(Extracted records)
# # # #
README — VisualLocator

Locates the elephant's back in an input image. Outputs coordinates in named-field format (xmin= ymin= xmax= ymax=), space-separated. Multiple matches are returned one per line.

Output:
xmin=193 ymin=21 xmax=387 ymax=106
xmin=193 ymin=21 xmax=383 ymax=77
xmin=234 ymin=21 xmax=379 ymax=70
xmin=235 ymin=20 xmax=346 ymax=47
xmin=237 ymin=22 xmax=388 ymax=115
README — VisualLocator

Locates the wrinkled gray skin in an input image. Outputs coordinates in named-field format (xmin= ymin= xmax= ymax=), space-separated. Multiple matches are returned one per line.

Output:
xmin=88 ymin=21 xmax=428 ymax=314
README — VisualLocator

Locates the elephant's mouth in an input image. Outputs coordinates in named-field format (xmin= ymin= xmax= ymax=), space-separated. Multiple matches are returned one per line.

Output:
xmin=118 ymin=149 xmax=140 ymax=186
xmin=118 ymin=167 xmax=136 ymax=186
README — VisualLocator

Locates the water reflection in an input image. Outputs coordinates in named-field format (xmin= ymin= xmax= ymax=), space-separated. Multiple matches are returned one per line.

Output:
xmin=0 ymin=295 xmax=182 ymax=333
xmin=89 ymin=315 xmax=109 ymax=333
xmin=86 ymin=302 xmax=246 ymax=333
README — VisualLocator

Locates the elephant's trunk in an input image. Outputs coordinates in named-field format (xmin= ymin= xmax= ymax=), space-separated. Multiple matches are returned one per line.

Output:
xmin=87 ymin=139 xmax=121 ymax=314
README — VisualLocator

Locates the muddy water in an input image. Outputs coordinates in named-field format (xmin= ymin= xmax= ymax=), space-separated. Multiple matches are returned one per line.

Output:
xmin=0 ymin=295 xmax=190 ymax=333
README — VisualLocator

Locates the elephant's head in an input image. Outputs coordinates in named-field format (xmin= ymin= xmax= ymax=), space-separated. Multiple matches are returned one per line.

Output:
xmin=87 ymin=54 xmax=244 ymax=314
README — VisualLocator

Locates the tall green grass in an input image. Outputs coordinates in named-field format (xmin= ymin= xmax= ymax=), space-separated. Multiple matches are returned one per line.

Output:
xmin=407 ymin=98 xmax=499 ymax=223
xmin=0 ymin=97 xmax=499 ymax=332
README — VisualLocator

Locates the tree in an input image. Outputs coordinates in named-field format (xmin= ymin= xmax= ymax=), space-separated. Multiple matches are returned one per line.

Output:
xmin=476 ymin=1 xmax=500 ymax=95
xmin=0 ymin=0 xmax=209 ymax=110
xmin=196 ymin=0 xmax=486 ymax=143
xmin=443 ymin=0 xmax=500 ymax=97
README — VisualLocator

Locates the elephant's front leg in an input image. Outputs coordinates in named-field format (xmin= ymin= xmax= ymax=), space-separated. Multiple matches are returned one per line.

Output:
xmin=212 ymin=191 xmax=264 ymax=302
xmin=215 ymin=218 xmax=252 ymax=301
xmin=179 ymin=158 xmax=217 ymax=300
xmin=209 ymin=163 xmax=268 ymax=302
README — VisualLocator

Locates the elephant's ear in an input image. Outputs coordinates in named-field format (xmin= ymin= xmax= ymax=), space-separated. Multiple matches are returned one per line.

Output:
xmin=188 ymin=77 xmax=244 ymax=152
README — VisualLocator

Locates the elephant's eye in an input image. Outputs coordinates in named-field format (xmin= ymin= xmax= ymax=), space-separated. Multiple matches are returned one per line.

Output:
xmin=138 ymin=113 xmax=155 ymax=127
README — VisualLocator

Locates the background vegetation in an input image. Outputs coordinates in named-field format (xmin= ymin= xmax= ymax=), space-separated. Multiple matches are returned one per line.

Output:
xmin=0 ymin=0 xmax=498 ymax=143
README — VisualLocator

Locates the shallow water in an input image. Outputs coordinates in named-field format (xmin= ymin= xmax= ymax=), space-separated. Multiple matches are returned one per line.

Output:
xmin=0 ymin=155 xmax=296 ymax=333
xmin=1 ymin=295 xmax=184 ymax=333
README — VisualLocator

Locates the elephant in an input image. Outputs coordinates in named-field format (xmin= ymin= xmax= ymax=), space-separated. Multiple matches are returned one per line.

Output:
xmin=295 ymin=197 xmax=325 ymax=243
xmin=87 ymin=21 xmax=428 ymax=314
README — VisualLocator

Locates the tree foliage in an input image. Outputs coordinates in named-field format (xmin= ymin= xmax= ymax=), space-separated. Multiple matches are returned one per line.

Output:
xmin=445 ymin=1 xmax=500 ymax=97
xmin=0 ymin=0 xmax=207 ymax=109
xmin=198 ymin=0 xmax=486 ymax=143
# # # #
- Work required: Please retype the records above starting with the line that contains "Locates the elephant in" and stopping after the last line, changing nothing.

- Answer box:
Locates the elephant in an input image. Outputs coordinates in named-field format (xmin= ymin= xmax= ymax=), space-separated. Multiple matches are returned one per line.

Output:
xmin=295 ymin=197 xmax=325 ymax=243
xmin=87 ymin=21 xmax=428 ymax=314
README — VisualLocator

Locates the tree foliage in an input image. Outputs coordinates in named-field format (xmin= ymin= xmax= ymax=), space-separated. Multiple matches are returned one per line.

Output:
xmin=445 ymin=1 xmax=500 ymax=97
xmin=0 ymin=0 xmax=207 ymax=109
xmin=198 ymin=0 xmax=486 ymax=143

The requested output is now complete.